===== RECORD EXCERPTS

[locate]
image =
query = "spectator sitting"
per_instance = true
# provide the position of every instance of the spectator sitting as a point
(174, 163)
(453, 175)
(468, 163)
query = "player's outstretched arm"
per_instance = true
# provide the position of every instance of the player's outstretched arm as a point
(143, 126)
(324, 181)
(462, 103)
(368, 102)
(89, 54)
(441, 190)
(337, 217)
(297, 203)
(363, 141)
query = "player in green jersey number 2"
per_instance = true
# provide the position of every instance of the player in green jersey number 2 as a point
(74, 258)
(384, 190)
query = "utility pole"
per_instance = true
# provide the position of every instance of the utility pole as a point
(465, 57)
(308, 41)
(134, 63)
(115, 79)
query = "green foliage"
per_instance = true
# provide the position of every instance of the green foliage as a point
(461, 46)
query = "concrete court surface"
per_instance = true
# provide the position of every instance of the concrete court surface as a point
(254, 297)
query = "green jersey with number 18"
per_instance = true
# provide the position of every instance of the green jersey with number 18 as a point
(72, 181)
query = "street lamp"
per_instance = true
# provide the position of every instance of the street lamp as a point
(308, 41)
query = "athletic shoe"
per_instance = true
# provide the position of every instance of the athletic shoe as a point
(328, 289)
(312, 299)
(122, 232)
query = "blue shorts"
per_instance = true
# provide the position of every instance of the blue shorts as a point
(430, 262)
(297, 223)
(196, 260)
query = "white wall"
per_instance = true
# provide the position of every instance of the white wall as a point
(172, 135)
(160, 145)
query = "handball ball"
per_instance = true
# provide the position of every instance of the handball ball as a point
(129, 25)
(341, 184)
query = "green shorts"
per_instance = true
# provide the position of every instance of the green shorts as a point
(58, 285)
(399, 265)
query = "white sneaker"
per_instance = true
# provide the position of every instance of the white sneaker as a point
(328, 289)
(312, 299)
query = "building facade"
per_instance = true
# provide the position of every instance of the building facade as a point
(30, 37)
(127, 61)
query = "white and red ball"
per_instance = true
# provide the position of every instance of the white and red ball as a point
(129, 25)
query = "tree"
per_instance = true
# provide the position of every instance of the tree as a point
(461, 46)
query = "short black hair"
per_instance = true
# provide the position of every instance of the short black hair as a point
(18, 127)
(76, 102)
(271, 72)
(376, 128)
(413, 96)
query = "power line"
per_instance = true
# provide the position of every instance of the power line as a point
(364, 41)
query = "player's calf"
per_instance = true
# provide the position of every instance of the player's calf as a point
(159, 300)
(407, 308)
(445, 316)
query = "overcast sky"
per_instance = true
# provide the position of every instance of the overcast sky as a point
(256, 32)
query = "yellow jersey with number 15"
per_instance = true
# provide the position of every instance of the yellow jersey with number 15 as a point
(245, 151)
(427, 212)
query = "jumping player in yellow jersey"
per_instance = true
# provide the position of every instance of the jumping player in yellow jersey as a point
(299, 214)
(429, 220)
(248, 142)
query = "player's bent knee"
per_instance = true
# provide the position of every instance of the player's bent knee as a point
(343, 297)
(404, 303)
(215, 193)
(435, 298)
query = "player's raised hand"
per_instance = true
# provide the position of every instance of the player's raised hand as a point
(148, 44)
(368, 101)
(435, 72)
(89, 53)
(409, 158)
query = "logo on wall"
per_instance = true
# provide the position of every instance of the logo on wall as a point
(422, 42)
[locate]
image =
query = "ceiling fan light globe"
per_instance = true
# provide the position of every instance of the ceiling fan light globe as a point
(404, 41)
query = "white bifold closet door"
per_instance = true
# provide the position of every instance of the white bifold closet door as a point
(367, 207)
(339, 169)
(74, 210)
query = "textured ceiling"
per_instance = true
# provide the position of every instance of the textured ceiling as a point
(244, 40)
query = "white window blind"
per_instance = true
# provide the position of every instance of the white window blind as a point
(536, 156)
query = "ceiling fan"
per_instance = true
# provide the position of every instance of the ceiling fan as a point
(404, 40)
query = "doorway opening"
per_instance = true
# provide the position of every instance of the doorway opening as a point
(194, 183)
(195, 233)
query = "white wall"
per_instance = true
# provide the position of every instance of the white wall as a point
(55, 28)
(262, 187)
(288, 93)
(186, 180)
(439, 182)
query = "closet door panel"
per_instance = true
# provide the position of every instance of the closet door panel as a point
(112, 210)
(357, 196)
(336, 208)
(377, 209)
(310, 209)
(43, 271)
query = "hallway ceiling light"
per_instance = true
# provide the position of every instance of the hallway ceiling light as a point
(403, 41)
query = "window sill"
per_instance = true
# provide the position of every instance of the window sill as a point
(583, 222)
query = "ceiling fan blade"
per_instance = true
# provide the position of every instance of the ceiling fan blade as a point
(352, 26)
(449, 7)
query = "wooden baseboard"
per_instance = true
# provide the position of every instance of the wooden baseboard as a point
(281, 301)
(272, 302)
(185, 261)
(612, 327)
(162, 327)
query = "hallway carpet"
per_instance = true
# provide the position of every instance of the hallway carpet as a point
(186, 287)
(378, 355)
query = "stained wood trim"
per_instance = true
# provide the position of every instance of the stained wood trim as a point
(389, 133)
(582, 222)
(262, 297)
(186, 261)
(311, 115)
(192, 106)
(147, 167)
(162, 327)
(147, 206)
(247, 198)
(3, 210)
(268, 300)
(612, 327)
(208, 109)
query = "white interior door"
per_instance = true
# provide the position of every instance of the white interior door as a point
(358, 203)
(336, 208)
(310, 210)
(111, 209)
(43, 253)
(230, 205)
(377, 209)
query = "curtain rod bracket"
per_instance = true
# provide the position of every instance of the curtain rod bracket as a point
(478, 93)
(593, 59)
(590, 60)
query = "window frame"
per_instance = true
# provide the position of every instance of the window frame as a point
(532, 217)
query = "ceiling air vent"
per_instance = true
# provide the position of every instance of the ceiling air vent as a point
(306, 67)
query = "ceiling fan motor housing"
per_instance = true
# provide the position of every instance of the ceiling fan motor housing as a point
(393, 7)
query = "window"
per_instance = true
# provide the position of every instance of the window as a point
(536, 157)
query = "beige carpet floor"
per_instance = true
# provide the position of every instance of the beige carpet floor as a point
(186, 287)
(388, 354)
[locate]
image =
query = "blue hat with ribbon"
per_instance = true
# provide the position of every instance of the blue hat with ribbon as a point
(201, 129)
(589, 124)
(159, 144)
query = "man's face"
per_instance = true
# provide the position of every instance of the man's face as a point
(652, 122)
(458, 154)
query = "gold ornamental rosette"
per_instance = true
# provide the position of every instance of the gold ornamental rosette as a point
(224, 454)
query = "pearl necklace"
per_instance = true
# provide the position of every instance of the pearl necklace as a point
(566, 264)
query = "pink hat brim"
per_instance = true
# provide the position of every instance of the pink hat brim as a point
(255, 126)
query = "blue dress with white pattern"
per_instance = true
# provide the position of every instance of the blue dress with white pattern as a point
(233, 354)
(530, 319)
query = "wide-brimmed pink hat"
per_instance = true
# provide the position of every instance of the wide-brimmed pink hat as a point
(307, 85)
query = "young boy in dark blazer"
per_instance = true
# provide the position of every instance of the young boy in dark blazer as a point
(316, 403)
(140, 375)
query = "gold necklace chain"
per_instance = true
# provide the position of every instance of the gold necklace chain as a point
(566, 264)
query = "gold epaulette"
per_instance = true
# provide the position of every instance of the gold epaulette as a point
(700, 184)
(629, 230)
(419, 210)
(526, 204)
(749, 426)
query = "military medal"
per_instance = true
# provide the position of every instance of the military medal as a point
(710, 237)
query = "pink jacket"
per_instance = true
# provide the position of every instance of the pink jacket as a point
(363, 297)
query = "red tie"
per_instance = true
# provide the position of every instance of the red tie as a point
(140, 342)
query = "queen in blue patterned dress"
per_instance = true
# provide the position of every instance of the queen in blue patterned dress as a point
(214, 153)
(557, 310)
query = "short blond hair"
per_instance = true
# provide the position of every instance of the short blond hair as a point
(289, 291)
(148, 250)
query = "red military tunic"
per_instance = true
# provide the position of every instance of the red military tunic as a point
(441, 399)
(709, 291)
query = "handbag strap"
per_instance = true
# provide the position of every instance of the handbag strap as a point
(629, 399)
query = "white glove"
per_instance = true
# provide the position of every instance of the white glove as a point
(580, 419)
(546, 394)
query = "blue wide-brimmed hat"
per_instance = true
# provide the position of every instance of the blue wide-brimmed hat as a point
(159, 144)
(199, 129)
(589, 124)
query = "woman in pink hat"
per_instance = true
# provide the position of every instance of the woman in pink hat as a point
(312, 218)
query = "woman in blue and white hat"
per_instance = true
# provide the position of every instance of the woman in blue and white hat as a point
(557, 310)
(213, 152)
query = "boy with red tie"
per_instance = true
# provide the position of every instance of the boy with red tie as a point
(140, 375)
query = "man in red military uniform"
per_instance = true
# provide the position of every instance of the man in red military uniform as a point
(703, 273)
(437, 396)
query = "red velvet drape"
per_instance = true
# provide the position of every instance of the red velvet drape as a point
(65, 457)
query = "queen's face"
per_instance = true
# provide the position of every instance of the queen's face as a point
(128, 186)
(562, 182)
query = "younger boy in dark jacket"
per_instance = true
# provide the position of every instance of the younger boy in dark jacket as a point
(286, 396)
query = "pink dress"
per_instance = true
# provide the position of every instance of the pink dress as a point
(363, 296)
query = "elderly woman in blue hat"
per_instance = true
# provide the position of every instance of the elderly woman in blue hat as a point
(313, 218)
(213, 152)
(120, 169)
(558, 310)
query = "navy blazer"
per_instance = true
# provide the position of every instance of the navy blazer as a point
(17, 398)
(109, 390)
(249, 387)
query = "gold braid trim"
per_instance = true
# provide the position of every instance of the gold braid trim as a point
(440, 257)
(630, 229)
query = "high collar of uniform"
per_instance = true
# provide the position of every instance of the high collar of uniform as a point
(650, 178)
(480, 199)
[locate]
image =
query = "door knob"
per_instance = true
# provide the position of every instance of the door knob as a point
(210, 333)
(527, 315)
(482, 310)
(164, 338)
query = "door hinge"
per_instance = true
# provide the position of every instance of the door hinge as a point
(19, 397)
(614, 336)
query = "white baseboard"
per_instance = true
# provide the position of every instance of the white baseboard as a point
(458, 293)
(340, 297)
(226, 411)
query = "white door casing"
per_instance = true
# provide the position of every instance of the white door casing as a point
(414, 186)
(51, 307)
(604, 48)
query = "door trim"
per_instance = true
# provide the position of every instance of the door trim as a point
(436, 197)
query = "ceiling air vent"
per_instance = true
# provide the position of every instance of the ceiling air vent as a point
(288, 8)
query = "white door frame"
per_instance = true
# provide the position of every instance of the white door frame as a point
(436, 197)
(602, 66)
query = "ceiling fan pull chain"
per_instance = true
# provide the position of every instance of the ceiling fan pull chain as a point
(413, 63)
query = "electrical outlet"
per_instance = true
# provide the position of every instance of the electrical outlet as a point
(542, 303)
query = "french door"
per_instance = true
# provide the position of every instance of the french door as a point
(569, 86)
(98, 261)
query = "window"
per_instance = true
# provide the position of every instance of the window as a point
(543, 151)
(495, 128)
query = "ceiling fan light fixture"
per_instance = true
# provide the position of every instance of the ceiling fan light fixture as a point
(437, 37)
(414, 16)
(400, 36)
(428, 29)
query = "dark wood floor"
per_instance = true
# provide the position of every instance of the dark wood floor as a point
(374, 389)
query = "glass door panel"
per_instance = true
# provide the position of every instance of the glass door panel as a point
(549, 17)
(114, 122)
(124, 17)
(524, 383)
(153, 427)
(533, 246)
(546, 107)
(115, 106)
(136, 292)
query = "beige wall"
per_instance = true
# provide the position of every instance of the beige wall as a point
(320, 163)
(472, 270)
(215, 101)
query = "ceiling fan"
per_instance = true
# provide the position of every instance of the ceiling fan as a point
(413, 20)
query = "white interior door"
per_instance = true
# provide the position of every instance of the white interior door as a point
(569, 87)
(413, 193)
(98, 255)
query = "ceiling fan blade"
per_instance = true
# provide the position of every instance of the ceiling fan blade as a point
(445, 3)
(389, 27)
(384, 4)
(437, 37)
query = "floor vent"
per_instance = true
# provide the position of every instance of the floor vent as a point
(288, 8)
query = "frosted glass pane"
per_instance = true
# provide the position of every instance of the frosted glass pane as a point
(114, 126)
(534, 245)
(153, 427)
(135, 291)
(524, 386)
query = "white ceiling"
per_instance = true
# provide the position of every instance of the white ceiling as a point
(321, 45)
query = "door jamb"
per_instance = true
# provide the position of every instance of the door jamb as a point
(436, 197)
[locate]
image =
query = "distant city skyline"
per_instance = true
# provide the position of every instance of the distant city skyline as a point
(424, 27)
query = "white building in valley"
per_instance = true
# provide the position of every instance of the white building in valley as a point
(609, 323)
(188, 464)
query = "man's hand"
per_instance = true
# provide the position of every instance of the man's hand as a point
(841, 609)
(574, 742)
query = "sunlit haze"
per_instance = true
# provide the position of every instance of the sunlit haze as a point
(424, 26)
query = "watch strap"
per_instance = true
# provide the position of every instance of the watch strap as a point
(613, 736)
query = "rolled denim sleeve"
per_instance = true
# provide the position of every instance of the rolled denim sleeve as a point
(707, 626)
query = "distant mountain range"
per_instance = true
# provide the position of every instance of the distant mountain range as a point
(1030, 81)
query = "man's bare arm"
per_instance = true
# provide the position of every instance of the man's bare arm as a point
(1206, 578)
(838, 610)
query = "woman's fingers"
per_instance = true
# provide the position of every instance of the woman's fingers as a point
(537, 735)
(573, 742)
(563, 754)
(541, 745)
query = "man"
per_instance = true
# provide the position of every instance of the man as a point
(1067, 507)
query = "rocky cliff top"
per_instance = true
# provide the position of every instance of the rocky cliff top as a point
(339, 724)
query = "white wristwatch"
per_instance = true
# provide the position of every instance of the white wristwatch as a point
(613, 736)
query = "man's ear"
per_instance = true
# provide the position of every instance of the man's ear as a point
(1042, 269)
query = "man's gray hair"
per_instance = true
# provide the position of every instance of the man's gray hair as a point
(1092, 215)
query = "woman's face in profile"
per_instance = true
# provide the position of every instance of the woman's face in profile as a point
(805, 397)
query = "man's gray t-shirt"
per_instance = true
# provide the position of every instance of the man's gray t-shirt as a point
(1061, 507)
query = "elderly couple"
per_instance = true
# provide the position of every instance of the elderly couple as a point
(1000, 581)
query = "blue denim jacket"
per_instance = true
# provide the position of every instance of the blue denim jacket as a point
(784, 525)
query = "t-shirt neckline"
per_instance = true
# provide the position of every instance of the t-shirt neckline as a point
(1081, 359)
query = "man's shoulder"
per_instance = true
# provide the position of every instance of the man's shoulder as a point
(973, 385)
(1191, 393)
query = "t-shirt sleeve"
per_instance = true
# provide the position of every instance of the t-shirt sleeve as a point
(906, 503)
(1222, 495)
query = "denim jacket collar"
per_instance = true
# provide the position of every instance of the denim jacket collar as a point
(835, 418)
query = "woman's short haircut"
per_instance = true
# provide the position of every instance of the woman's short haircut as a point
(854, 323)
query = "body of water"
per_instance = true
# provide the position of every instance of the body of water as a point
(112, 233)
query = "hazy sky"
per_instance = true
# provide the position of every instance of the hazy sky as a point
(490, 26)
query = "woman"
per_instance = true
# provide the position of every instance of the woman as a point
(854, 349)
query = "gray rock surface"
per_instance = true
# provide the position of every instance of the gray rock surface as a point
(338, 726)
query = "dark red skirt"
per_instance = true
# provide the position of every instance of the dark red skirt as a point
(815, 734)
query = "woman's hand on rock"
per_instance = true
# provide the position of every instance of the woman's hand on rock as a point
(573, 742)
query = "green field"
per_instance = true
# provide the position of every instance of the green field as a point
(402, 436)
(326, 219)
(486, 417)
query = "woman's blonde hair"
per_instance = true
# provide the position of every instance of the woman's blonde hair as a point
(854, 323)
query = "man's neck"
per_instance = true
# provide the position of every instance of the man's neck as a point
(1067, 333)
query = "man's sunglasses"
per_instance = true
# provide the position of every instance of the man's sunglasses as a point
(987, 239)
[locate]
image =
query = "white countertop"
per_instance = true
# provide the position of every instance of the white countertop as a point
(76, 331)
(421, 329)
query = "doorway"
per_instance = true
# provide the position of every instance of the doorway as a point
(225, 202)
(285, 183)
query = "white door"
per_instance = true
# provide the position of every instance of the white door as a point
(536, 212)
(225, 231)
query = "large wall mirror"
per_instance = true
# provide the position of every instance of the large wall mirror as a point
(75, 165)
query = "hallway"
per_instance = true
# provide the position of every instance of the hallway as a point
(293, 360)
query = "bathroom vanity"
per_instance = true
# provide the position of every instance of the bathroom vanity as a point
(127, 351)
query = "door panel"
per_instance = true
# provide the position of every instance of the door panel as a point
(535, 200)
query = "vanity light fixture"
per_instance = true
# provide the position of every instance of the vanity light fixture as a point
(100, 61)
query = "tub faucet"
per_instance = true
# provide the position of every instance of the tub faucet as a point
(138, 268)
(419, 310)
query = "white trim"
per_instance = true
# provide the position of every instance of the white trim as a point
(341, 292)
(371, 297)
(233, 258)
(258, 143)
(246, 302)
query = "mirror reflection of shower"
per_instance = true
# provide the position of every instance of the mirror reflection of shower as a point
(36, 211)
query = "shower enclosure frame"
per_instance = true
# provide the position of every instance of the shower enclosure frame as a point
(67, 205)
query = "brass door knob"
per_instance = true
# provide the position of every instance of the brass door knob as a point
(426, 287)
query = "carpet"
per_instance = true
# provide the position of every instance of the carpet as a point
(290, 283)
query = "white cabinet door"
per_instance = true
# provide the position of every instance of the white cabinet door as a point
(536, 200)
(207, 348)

==========

### EXERCISE TASK
Find each line in the listing that contains the string "wide" with the same capitalization, and copy those lines out.

### FULL ANSWER
query = "wide-brimmed pink hat"
# provide the position of every instance of the wide-brimmed pink hat as a point
query = "blue wide-brimmed hat"
# provide the position of every instance of the blue wide-brimmed hat as a point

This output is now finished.